Boundary labeling items
[BEGIN]

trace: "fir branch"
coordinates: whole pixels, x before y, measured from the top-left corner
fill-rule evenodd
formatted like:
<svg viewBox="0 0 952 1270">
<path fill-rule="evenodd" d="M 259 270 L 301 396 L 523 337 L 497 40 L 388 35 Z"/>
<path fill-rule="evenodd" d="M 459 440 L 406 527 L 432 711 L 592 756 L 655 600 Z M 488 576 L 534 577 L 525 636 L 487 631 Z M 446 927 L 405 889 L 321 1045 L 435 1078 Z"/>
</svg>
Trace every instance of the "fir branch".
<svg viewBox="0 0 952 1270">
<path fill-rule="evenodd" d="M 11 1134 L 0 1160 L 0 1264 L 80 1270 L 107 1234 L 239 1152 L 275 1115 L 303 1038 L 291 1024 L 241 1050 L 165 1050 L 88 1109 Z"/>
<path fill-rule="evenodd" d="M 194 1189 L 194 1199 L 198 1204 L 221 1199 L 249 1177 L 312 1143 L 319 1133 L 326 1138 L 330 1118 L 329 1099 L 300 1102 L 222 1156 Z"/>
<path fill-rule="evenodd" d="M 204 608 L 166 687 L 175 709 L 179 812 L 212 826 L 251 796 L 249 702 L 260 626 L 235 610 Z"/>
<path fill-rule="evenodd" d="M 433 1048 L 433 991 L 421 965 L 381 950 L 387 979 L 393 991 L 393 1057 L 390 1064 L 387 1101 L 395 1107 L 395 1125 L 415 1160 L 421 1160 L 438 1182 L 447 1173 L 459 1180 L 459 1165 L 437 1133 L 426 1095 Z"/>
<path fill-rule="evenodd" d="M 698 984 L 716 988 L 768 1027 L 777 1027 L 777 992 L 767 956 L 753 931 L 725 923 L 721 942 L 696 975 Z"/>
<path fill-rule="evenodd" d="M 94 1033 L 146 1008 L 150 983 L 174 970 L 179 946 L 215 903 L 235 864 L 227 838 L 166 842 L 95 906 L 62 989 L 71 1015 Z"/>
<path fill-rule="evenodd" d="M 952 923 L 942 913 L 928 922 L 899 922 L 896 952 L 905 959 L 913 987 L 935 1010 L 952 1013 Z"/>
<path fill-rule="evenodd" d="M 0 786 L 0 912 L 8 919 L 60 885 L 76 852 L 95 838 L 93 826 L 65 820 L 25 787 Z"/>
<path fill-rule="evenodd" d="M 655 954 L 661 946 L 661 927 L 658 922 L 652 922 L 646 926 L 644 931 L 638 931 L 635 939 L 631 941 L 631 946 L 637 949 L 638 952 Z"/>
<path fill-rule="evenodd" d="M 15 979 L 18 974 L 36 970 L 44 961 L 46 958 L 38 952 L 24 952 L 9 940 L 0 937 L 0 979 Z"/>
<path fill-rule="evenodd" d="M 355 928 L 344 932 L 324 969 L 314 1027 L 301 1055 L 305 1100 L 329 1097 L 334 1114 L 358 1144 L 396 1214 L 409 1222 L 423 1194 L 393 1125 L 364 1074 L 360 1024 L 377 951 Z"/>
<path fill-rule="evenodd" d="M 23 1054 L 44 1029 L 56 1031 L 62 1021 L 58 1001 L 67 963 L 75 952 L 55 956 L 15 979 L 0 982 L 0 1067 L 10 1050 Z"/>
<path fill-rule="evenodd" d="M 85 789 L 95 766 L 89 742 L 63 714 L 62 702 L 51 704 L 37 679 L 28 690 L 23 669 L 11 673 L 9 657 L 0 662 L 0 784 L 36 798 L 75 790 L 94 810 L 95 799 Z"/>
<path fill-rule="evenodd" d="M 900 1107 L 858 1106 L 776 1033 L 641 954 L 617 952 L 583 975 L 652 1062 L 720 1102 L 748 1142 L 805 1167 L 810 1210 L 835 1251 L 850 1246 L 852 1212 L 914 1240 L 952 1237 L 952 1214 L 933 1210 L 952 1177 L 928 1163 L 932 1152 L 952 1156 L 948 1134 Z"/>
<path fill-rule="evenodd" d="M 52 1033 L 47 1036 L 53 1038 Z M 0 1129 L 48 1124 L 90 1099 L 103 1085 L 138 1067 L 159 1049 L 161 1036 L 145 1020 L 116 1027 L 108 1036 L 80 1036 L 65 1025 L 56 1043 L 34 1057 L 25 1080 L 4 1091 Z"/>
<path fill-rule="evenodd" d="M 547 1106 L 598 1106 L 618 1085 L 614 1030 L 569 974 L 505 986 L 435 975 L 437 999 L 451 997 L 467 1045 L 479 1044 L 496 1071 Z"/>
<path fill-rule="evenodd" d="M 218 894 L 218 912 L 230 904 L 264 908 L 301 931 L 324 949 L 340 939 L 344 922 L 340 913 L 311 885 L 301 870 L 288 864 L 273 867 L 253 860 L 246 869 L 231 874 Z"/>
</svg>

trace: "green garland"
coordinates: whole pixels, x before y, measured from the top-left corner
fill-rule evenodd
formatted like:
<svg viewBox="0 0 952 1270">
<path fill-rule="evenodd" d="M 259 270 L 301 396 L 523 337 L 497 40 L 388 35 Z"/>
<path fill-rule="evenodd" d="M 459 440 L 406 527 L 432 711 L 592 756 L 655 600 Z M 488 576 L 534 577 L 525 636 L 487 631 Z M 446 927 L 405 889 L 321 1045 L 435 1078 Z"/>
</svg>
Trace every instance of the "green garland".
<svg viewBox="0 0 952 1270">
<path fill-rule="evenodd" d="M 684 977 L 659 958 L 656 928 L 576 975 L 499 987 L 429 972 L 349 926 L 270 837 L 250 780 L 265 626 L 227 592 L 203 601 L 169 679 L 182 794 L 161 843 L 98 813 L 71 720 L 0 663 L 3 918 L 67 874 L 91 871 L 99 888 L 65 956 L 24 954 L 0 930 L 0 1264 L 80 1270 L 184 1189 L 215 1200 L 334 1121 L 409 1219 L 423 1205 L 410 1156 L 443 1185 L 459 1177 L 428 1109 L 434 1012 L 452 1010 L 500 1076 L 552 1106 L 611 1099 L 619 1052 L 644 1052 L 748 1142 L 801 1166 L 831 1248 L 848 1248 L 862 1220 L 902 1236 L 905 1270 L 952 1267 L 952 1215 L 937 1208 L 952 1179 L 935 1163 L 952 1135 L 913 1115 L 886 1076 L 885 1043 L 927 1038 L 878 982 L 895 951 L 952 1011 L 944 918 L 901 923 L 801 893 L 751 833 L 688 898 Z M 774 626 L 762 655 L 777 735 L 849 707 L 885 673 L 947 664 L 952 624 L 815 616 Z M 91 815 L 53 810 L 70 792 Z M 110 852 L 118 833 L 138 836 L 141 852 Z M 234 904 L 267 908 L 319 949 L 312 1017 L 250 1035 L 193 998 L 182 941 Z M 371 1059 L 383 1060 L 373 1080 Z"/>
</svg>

[END]

The task
Present every line of the listing above as a numbered list, leaving out the blank lines.

Exercise result
1. trace: "fir branch"
2. coordinates: whole pixels, x before y, measured from the top-left corner
3. fill-rule evenodd
4. formatted like:
5. <svg viewBox="0 0 952 1270">
6. <path fill-rule="evenodd" d="M 259 270 L 301 396 L 523 337 L 497 40 L 388 35 Z"/>
7. <path fill-rule="evenodd" d="M 459 440 L 406 527 L 432 711 L 592 756 L 655 600 Z M 488 576 L 534 577 L 525 636 L 487 631 Z M 446 927 L 405 889 L 321 1045 L 435 1078 Z"/>
8. </svg>
9. Trace every instance of the "fir branch".
10. <svg viewBox="0 0 952 1270">
11. <path fill-rule="evenodd" d="M 11 1134 L 0 1160 L 0 1264 L 80 1270 L 107 1234 L 239 1152 L 275 1115 L 303 1038 L 291 1024 L 241 1050 L 165 1050 L 88 1109 Z"/>
12. <path fill-rule="evenodd" d="M 194 1189 L 194 1199 L 198 1204 L 221 1199 L 249 1177 L 312 1143 L 319 1133 L 326 1138 L 330 1118 L 329 1099 L 300 1102 L 222 1156 Z"/>
13. <path fill-rule="evenodd" d="M 204 608 L 166 687 L 175 709 L 179 812 L 212 826 L 251 796 L 249 702 L 260 626 L 235 610 Z"/>
14. <path fill-rule="evenodd" d="M 433 1048 L 433 991 L 421 965 L 381 950 L 387 979 L 393 991 L 393 1057 L 390 1064 L 387 1101 L 395 1107 L 395 1125 L 415 1160 L 421 1160 L 438 1182 L 447 1173 L 459 1180 L 459 1165 L 437 1133 L 426 1095 Z"/>
15. <path fill-rule="evenodd" d="M 698 984 L 716 988 L 768 1027 L 777 1027 L 777 992 L 767 956 L 753 931 L 725 923 L 721 942 L 696 975 Z"/>
16. <path fill-rule="evenodd" d="M 94 1033 L 146 1008 L 150 983 L 174 970 L 179 946 L 215 903 L 235 864 L 227 838 L 166 842 L 95 906 L 62 989 L 71 1015 Z"/>
17. <path fill-rule="evenodd" d="M 952 923 L 942 913 L 928 922 L 899 922 L 896 952 L 905 959 L 913 987 L 935 1010 L 952 1013 Z"/>
18. <path fill-rule="evenodd" d="M 0 786 L 0 912 L 8 919 L 60 885 L 76 852 L 95 838 L 93 826 L 65 820 L 25 787 Z"/>
19. <path fill-rule="evenodd" d="M 655 954 L 661 946 L 661 927 L 658 922 L 652 922 L 646 926 L 644 931 L 638 931 L 635 939 L 631 941 L 631 946 L 637 949 L 638 952 Z"/>
20. <path fill-rule="evenodd" d="M 15 979 L 18 974 L 36 970 L 44 961 L 46 958 L 38 952 L 24 952 L 9 940 L 0 937 L 0 979 Z"/>
21. <path fill-rule="evenodd" d="M 355 928 L 344 932 L 324 969 L 314 1027 L 301 1055 L 305 1100 L 329 1097 L 334 1114 L 358 1144 L 396 1214 L 409 1222 L 423 1194 L 393 1125 L 364 1074 L 360 1024 L 377 951 Z"/>
22. <path fill-rule="evenodd" d="M 23 1054 L 44 1029 L 56 1031 L 62 1021 L 58 1001 L 67 963 L 75 952 L 55 956 L 15 979 L 0 982 L 0 1067 L 10 1050 Z"/>
23. <path fill-rule="evenodd" d="M 85 789 L 95 766 L 89 742 L 63 714 L 62 702 L 51 704 L 37 679 L 28 690 L 23 669 L 11 673 L 9 657 L 0 662 L 0 784 L 36 798 L 75 790 L 94 810 L 95 799 Z"/>
24. <path fill-rule="evenodd" d="M 900 1107 L 858 1106 L 776 1033 L 641 954 L 617 952 L 583 975 L 652 1062 L 720 1102 L 748 1142 L 805 1167 L 810 1210 L 835 1251 L 850 1246 L 852 1212 L 914 1240 L 952 1237 L 952 1214 L 933 1210 L 952 1177 L 928 1163 L 932 1152 L 952 1156 L 948 1134 Z"/>
25. <path fill-rule="evenodd" d="M 52 1033 L 47 1036 L 53 1038 Z M 0 1129 L 48 1124 L 90 1099 L 103 1085 L 138 1067 L 159 1049 L 161 1036 L 145 1020 L 116 1027 L 108 1036 L 80 1036 L 65 1025 L 56 1043 L 34 1057 L 25 1080 L 4 1091 Z"/>
26. <path fill-rule="evenodd" d="M 547 1106 L 598 1106 L 618 1085 L 614 1030 L 569 974 L 505 986 L 435 975 L 437 999 L 451 997 L 467 1045 L 479 1044 L 496 1071 Z"/>
27. <path fill-rule="evenodd" d="M 218 894 L 218 912 L 230 904 L 264 908 L 301 931 L 324 949 L 340 939 L 344 922 L 340 913 L 311 885 L 301 870 L 288 864 L 273 867 L 253 860 L 246 869 L 231 874 Z"/>
28. </svg>
29. trace: "green garland"
30. coordinates: whole pixels, x before y, measured from the top-left corner
31. fill-rule evenodd
32. formatted like:
33. <svg viewBox="0 0 952 1270">
34. <path fill-rule="evenodd" d="M 259 270 L 301 396 L 523 337 L 497 40 L 388 35 Z"/>
35. <path fill-rule="evenodd" d="M 459 440 L 406 527 L 432 711 L 592 756 L 655 600 Z M 488 576 L 534 577 L 525 636 L 487 631 Z M 446 927 L 405 889 L 321 1045 L 435 1078 Z"/>
36. </svg>
37. Trace every instance of the "green garland".
38. <svg viewBox="0 0 952 1270">
39. <path fill-rule="evenodd" d="M 684 977 L 659 958 L 656 928 L 576 975 L 499 987 L 429 972 L 349 926 L 270 837 L 250 780 L 265 626 L 227 592 L 203 601 L 169 679 L 182 794 L 161 843 L 98 813 L 71 720 L 0 663 L 3 918 L 67 874 L 91 871 L 99 888 L 65 956 L 24 954 L 0 930 L 0 1264 L 80 1270 L 184 1189 L 215 1200 L 334 1121 L 409 1219 L 423 1205 L 410 1156 L 443 1185 L 459 1177 L 428 1109 L 434 1012 L 452 1010 L 500 1076 L 552 1106 L 611 1099 L 619 1052 L 644 1052 L 748 1142 L 801 1166 L 831 1248 L 848 1248 L 862 1220 L 902 1236 L 905 1270 L 952 1267 L 952 1215 L 937 1208 L 952 1179 L 935 1163 L 952 1135 L 913 1115 L 886 1076 L 885 1043 L 927 1038 L 878 982 L 895 951 L 952 1011 L 944 918 L 901 923 L 801 893 L 751 833 L 688 898 Z M 774 626 L 762 655 L 777 735 L 849 707 L 885 673 L 947 664 L 952 624 L 815 616 Z M 91 815 L 53 810 L 70 792 Z M 110 852 L 118 833 L 138 836 L 141 852 Z M 234 904 L 267 908 L 319 949 L 312 1017 L 250 1035 L 193 998 L 182 941 Z M 371 1059 L 383 1060 L 373 1080 Z"/>
40. </svg>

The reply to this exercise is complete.